▶ **Task requirements**
1. In the Million.js vs React article, who wrote Million.js?
2. Write the next part of the Million.js vs React article, picking up after its last sentence.

──────── Passage ────────

A Million Times Faster: Million.js vs React

This article compares React and Million.js by explaining their features and performance metrics. After this comparison, you can know more specifically which library may go well in your project, especially if it is performance-related.

Performance is one aspect of web development that affects user satisfaction and engagement. In this day and age, users expect instant and smooth interaction, which implies that the responsiveness of a front-end library or framework becomes important. A wrong choice might translate to pretty slow load times and a feeling of frustration on the user’s part, while a good choice will improve responsiveness and favor the expected success of an application.

React has become an important tool of modern web development. It brought a new way of building user interfaces to developers with its component-based architecture and an efficient virtual DOM. Of course, the front-end development growth trend is fast, and new libraries are running for better performance and more efficient yield. One of them is Million.js, which was built to provide more effective speed. It achieved this through optimization in rendering, overhead reduction, and the usage of highly performant algorithms.

Million.js is a new member of the JavaScript library ecosystem. Written by Aiden Bai, it focuses on performance optimization from the very beginning. Unlike classic libraries with high rendering costs and not-so-smart updates, it embeds advanced algorithms to improve virtual DOM operation aspects. The main idea behind it was to reduce overhead and fast in rendering, making it suitable for performance-oriented applications.

One of the central innovations it brings into virtual DOM management involves modern techniques that greatly reduce the time and resources invested in UI updates, making user interface communications more fluid and responsive. Its affinity for efficiency distinguishes it from more established libraries, thereby helping developers write apps that fare well even under heavy loads or state changes.

Even with its relative newness, it quickly captured developers’ interest because it is very appealing for modern web development projects, promising high performance and a smooth, user-friendly development experience. Its impact on the JavaScript ecosystem will likely expand new possibilities for developing fast and efficient web applications. For all details regarding how to get started with Million.js, refer to this article on OpenReplay’s blog.

Detailed Performance Comparison between React and Million.js

Performance is one of the factors that influences a final decision regarding a JavaScript library when building user interfaces with dynamic behavior. This performance comparison will illuminate the question of Million.js versus React, two libraries with different performance stances. Let us dig deeper into how these two libraries work regarding rendering speed, initial load time, update efficiency, memory usage, and Time-to-Interactive.

──────── Raw records ────────

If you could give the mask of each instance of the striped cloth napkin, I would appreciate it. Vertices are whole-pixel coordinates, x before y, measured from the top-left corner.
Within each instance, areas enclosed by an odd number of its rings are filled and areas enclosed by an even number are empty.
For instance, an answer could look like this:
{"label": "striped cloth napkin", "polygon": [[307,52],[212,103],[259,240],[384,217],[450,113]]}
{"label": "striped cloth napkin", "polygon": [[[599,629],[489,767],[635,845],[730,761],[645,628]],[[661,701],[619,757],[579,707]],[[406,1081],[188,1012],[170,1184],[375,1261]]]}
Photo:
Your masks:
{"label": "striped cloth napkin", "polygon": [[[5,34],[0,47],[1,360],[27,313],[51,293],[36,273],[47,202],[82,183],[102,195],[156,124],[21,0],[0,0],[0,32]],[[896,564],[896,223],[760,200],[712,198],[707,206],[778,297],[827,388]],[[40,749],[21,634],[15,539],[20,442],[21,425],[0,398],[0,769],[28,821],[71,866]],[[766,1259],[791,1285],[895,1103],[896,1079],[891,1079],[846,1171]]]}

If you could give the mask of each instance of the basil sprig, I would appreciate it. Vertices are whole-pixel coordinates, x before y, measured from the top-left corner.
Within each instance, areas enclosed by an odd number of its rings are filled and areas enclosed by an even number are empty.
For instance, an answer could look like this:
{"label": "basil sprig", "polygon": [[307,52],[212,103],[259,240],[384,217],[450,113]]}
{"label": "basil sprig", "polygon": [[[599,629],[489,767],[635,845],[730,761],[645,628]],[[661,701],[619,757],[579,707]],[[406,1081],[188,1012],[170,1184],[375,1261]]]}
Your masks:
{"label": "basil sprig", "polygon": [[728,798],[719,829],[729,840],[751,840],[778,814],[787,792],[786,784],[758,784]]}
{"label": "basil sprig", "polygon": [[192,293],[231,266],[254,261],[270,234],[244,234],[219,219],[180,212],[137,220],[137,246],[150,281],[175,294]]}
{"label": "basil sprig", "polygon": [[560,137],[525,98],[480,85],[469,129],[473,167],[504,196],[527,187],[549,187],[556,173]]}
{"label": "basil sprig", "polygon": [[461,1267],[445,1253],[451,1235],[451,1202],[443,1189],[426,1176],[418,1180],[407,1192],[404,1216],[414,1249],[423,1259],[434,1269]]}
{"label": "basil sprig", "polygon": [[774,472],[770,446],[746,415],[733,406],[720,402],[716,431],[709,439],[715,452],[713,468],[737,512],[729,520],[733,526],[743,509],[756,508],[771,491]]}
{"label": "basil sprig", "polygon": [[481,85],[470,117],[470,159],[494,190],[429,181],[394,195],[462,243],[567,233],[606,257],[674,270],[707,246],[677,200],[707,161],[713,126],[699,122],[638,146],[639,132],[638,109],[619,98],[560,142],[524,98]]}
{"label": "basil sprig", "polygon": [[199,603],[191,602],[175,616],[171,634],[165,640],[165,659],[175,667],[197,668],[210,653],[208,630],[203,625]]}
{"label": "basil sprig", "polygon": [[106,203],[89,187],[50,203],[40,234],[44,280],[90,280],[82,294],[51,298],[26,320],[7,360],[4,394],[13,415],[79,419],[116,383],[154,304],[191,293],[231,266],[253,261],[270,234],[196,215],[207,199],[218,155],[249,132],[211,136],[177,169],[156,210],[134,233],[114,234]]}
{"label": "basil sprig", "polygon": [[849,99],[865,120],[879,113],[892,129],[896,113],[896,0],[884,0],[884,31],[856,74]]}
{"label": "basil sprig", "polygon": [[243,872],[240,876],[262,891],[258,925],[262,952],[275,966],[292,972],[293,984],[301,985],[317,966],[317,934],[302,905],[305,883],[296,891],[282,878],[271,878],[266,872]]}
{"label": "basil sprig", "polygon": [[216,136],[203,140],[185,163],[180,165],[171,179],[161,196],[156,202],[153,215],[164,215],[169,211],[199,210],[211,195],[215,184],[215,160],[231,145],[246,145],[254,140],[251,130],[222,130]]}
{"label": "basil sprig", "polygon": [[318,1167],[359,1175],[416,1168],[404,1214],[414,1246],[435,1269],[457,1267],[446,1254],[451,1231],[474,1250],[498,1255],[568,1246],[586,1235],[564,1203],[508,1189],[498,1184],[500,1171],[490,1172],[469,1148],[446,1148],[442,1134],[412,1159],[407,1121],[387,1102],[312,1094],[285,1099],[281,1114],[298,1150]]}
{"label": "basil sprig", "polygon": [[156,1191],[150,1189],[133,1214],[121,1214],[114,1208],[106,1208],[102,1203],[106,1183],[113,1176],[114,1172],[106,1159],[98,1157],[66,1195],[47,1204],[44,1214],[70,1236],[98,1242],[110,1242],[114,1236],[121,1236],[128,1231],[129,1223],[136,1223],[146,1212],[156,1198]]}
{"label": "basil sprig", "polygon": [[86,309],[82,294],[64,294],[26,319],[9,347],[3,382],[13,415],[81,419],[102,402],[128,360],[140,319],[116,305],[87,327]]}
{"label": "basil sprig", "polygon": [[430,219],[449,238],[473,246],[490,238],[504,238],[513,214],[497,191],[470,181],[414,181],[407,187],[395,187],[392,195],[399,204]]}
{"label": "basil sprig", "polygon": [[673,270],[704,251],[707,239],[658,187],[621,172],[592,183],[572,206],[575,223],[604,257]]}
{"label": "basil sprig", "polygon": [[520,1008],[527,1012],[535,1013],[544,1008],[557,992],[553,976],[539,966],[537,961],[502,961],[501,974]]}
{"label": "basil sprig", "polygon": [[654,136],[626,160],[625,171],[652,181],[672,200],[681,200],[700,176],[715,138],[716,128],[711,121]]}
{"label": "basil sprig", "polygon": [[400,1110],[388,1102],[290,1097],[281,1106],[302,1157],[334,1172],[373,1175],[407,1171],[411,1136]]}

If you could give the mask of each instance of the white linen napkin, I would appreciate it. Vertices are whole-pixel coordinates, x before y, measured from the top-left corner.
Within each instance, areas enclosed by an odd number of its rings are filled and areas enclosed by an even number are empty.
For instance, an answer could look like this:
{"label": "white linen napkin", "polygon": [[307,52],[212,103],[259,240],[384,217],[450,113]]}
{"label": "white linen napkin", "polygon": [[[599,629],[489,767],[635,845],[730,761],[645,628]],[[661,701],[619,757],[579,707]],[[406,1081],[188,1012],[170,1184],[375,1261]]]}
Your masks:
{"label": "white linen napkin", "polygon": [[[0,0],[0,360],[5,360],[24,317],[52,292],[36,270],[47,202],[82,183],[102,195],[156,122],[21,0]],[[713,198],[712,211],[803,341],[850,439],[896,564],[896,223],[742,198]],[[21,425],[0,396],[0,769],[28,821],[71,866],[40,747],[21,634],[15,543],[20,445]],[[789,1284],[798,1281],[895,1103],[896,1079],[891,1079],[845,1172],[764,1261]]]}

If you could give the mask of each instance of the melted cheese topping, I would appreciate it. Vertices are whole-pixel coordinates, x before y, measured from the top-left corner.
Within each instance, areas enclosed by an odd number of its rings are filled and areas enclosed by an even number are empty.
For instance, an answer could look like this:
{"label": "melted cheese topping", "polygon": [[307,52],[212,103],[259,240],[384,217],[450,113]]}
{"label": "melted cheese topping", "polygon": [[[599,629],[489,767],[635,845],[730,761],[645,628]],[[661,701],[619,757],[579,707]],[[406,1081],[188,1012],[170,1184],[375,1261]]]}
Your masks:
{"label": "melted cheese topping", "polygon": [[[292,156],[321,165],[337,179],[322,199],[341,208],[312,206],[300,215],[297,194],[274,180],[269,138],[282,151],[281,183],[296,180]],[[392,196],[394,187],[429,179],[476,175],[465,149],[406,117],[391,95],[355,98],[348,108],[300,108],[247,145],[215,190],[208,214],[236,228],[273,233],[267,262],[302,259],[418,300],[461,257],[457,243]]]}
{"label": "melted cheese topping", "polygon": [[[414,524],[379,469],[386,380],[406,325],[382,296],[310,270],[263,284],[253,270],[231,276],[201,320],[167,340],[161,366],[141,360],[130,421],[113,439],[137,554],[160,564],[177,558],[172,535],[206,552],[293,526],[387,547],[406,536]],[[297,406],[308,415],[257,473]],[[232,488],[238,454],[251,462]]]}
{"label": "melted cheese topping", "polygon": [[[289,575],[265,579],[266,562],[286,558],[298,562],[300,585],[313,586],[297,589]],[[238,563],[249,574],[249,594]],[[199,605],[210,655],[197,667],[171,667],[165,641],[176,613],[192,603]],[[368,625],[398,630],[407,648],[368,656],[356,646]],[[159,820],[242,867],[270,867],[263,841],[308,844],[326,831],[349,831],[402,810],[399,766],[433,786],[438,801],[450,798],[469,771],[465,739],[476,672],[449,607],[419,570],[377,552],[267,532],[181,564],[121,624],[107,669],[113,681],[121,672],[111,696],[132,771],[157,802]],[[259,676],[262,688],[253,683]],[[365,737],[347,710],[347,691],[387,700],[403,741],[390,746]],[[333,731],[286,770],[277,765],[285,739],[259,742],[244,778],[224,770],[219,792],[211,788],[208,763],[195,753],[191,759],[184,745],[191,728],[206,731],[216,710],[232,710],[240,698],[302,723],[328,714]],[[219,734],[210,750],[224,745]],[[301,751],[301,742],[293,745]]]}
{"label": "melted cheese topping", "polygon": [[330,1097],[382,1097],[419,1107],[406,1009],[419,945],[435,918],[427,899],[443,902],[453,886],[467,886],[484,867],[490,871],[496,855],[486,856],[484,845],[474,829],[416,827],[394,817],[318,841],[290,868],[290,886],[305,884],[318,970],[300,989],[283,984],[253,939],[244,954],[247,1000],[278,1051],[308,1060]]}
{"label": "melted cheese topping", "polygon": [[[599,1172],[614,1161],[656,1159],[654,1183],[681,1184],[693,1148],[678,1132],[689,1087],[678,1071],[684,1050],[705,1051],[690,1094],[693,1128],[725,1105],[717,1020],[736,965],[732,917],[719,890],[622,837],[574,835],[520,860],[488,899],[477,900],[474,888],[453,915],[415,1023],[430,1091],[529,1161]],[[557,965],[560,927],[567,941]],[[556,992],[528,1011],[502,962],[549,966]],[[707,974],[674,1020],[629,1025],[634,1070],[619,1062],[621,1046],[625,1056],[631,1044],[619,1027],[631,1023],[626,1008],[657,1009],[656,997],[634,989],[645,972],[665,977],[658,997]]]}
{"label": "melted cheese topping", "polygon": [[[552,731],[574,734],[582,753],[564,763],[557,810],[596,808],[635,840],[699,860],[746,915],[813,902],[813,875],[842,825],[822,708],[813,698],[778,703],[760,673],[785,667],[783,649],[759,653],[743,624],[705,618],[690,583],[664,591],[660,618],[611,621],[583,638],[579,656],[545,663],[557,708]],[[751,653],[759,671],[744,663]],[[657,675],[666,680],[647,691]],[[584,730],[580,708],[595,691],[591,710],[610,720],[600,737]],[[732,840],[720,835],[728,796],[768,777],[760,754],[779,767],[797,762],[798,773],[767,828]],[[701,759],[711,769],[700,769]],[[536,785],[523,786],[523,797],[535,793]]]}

────────

▶ **Responses**
1. Aiden Bai

2.
Rendering Speed

Rendering speed represents how long it takes to refresh and visually display a UI or page after each change. This includes the time required to process and display content on the screen. Rendering speed is one of the key aspects to achieving smooth and responsive user experiences with dynamic web applications when changes are made to the interface frequently.

Million.js employs an advanced virtual DOM and a highly efficient diffing algorithm. This design minimizes the number of updates required and accelerates rendering times, making it one of the fastest JavaScript frameworks according to the JavaScript web frameworks benchmark - official run with a recorded geometric mean of 1.05. Due to the minimalistic approach, there are fewer overheads and more streamlined processes. Optimizing rendering speed gives fast updates and instant visual feedback.

On the other hand, React handles and updates UI using a virtual DOM and a reconciliation process. This means reviewing the new virtual DOM against the previous one for changes. Most of the mature ecosystems, together with several optimizations, benefit from its rendering speed. However, this can be impeded by both the complexity of the component tree and the features in use. Its geometrical mean in the JavaScript framework ranking is 1.4, meaning it is slower in comparison. It should also be noted that it provides several tools, including React.memo, useCallback, and code-splitting, to help in optimizing the performance.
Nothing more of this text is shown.